Показательна в этом смысле точка зрения и другого «формалиста» — Д. Н. Ушакова, уловившего скрытый подтекст этого прогрессивного направления начала XX века, ставшего потом ареной идеологических сплетен и псевдотрактовок: «Надо признать, что громадная масса учителей не отдает себе отчета в том, что название «формальный» — название условное, пожалуй, не совсем удачное, подающее повод несведущим думать, будто так называемые «формалисты» — рекомендуют не обращать внимания на значения слов, вообще на смысл, ограничиваясь в изучении языка одной внешней формой. Вот это ходячее недоразумение, основанное на простодушном понимании термина «формальный» в общежитейском смысле «поверхностный, внешний», надо в интересах методической работы рассеять. Надо рассказать учителям, как «формалисты» впервые указали на пренебрежение языком при обучении русскому языку в школе, в частности, что, впрочем, очень важно, устранили существовавшее смешение языка с письмом и показали возможность давать уже в школе, кроме навыков, научные сведения о языке в доступном для детей виде»[xxi].

В этой связи считаем целесообразным подробнее остановиться на забытых работах Н. Н. Дурново по современному русскому языку и представить обзор их наиболее интересных, на наш взгляд, идей, повлиявших и на развитие лингвистической и дидактической мысли последующего времени.

Эпоха XX века — время переворотов в науке, стремительного роста нового, поиска путей совершенствования лингвистических исследований и выхода за пределы сложившихся стереотипов. При всей трагичности тех перемен, которые происходили в общественной жизни страны, ее богатый классическими традициями русской филологии потенциал еще в 1920-е – начало 1930-х гг. не был разрушен до основания. Ученые, взращенные старой академической школой, активно включились в «языковое строительство», стремясь приобщить к гуманистическим ценностям поколение «новой» России. И деятельность выдающихся русских ученых-просветителей того времени: А. А. Шахматова, В. М. Истрина, Д. Н. Ушакова, Е. Д. Поливанова и многих других — тому яркое подтверждение.

Изменившиеся условия педагогической деятельности вызвали насущную необходимость написания и издания новых работ по русскому языку для средней и высшей школы, которые в какой-то мере смогли бы заменить «устаревшие» пособия дореволюционного времени. Конечно, при таком перекосе остались невостребованными многие ценные практические руководства признанных классиков науки, педагогов, чьими усилиями слагалась концепция национального образования страны. Так, на долгое время были забыты или отброшены «реакционные», «идеалистические» и «ненаучные» труды Ф. И. Буслаева, Я. К. Грота, А. Г. Преображенского… И лишь спустя десятилетия, если не более, мы вновь возвращаемся к безвременно утраченному наследию, значительная часть которого, увы, потеряна навсегда.

========================================

_Что нужно сделать_
1. Чьи забытые работы по современному русскому языку источник предлагает рассмотреть подробнее?
2. Измените записи начиная со строки с «In this exercise you will label the tree in» и до конца записей: замените «stone staircase» на «stone steps», всё остальное оставьте как есть.
Текст и записи взяты из разных источников.

========================================

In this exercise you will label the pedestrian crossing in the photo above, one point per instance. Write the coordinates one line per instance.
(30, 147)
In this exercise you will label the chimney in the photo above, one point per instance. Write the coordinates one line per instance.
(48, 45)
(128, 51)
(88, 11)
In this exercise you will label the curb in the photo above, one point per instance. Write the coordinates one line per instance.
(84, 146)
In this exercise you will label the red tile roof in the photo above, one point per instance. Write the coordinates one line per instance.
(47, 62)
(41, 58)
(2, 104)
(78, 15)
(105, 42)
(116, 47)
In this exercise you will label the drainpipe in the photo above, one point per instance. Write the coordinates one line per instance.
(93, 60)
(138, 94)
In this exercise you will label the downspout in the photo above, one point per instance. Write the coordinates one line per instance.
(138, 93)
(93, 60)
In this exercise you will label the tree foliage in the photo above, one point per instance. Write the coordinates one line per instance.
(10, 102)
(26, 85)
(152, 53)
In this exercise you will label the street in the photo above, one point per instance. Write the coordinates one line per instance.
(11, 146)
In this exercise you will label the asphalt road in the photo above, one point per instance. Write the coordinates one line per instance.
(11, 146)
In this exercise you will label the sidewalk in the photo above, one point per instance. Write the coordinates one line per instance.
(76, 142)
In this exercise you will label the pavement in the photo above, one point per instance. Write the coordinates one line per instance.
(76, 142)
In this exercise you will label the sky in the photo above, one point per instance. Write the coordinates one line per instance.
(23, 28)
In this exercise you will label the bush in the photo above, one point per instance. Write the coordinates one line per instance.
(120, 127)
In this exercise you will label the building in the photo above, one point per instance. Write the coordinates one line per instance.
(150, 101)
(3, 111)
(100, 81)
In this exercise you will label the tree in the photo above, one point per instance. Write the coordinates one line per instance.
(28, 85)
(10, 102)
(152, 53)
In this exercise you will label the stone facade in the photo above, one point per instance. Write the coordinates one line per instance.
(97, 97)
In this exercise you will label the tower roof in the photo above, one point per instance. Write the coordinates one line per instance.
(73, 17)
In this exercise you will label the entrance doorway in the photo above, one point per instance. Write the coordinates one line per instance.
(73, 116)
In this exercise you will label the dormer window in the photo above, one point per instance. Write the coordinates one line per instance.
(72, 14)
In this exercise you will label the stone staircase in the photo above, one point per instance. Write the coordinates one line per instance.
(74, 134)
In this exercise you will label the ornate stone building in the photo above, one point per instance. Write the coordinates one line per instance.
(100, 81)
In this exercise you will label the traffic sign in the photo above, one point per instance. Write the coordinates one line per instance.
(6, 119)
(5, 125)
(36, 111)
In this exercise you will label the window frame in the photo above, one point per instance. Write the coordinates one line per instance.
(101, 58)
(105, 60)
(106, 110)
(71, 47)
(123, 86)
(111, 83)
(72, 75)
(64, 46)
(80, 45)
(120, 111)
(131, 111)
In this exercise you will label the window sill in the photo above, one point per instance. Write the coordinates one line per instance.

========================================

_Полные ответы_
1. Работы Н. Н. Дурново.

2.
In this exercise you will label the tree in the photo above, one point per instance. Write the coordinates one line per instance.
(28, 85)
(10, 102)
(152, 53)
In this exercise you will label the stone facade in the photo above, one point per instance. Write the coordinates one line per instance.
(97, 97)
In this exercise you will label the tower roof in the photo above, one point per instance. Write the coordinates one line per instance.
(73, 17)
In this exercise you will label the entrance doorway in the photo above, one point per instance. Write the coordinates one line per instance.
(73, 116)
In this exercise you will label the dormer window in the photo above, one point per instance. Write the coordinates one line per instance.
(72, 14)
In this exercise you will label the stone steps in the photo above, one point per instance. Write the coordinates one line per instance.
(74, 134)
In this exercise you will label the ornate stone building in the photo above, one point per instance. Write the coordinates one line per instance.
(100, 81)
In this exercise you will label the traffic sign in the photo above, one point per instance. Write the coordinates one line per instance.
(6, 119)
(5, 125)
(36, 111)
In this exercise you will label the window frame in the photo above, one point per instance. Write the coordinates one line per instance.
(101, 58)
(105, 60)
(106, 110)
(71, 47)
(123, 86)
(111, 83)
(72, 75)
(64, 46)
(80, 45)
(120, 111)
(131, 111)
In this exercise you will label the window sill in the photo above, one point per instance. Write the coordinates one line per instance.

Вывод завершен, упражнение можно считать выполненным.